JOB 1:
In the forum thread about members' cars, rewrite the post beginning "Nothing fancy... 1998 Nissan Altima" as a short bulleted list that keeps its main facts.
JOB 2:
In the forum thread about members' cars, what name did michelles give her 2007 Jeep Grand Cherokee Limited?
JOB 3:
Resume the forum thread about members' cars, picking up after its final line.
— START EXTRACT TO READ —
A 2006 Cadillac SRX.


----------



## lmkhlh2006

2004 fully loaded V-8 VW Touareg (this is my daily driver), 1972 VW Bug, lowered 98 Chevy s10, and looking for a 65-69 notchback and eventually a bus (DH really wants one).


----------



## *Lo

i just got a new 2008 clk cabriolet and im in love


----------



## Sweetpea83

A black 2007 Audi S4


----------



## windycityaj

2006 fully loaded Jeep Liberty...cute and good on gas!


----------



## flungflung83

06 Infinti G35.


----------



## michelles

2007 Black Jeep Grand Cherokee Limited

Fully-loaded, all the bells and whistles, with a Hemi engine!

Her name is Beatrice 

 this Jeep!


----------



## brownie20

2007 bmw 328xi
2006 cayman s (only half of it tho  )


----------



## cristalena56

sadly none , i use to drive a nissan sentra til the throttle got stuck and scared the crap out of me and we gave it to my father in law. we have a saturn, and i drive it once in awhile, husband does most of the driving


----------



## priiin

bmw 5 series sedan

possibly changing soon!


----------



## missbelsa

toyota corolla
so reliable and inexpensive


----------



## elizat

Nothing fancy... 1998 Nissan Altima w/ approx 120K on it. It runs great, never had a problem. I'll likely drive it until a major mechanical problem when it becomes too expensive to justify fixing or if it simply dies on me.


----------



## NoSnowHere

'06 Nissan Quest minivan!


----------



## More4Me

Ford Explorer (2003)


----------



## candac3mari3

2002 white chevy tahoe


----------



## itsnicole

2007 BMW 328i


----------



## LouisLady

I just got a new/used one!
— END EXTRACT TO READ —
— START INFORMATION PROVIDED —
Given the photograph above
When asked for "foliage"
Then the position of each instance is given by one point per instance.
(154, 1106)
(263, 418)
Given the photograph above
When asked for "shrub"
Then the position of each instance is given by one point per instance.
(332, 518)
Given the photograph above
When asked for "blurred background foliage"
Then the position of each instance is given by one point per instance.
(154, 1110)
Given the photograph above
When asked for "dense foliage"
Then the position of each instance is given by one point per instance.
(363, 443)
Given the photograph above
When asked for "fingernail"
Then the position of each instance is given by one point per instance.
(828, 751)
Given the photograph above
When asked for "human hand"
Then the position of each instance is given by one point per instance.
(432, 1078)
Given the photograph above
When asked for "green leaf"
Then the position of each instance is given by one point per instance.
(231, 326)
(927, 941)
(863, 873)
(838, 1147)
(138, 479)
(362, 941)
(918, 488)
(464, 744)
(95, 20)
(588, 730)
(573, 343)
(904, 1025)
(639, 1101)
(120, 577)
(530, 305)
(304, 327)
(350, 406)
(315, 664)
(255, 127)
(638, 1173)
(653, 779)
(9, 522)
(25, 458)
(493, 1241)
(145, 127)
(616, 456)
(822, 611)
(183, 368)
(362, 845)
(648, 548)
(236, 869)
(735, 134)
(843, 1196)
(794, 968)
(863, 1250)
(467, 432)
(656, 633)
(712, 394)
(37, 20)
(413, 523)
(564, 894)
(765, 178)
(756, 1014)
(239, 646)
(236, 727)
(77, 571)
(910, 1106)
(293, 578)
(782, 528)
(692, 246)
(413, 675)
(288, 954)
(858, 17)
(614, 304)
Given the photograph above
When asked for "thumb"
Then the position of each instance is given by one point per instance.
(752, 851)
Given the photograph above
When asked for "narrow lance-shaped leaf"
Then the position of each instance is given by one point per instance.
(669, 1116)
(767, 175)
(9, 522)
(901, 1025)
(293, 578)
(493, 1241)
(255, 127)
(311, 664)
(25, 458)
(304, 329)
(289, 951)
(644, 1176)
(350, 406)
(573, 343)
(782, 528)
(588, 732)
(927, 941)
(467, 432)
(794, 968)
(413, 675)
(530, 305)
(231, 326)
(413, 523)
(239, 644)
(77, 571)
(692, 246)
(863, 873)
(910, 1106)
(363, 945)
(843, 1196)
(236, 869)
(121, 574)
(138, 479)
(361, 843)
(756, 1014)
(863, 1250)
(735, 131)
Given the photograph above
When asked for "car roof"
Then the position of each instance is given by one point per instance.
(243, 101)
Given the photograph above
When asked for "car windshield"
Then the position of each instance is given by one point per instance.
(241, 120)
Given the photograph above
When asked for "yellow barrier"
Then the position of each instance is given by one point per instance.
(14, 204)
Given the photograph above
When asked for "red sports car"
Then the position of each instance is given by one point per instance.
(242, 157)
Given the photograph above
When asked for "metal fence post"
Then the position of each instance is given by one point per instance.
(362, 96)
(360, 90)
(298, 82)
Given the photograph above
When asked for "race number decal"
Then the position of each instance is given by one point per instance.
— END INFORMATION PROVIDED —
EXERCISE OUTPUT 1:
- 1998 Nissan Altima with about 120K on it
- Runs great and has never had a problem
- Will likely be driven until a major mechanical problem makes fixing it too expensive to justify, or until it dies

EXERCISE OUTPUT 2:
Beatrice

EXERCISE OUTPUT 3:
2001 Jaguar Type S


----------



## ~KT~

2005 Manual Mazda 3. I absolutely ADORE this car, it's kinda of funny but i'm really emotionally attached to it. I have experienced so many new things and gone on fun trips with my friends and boyfriend, shes always there for me.I have also found that owning a mazda is like being part of a big family, I have talked to so many random mazda owners about how much we love our cars lol.


----------



## Mahina

We have an Accord and a Corolla.

They are over 10 years old but they are so reliable and we love not having car payments.


----------



## chaz

An old SAAB 900xs and she still kicks ass at over a hundred an eleven thousand miles!!! She still looks mean,sips like a humingbird and easily tops 120 mph when I put boy racers where they should be,miles behind!!!!


----------



## Charles

Got new wheels...  19's in tha house!






I know it's a crappy pic...oh well.


----------



## bonybynatur2003

We have 4 cars and 2 bikes. This is the only group shot.


----------



## bonybynatur2003

Sorry- pics didnt attach.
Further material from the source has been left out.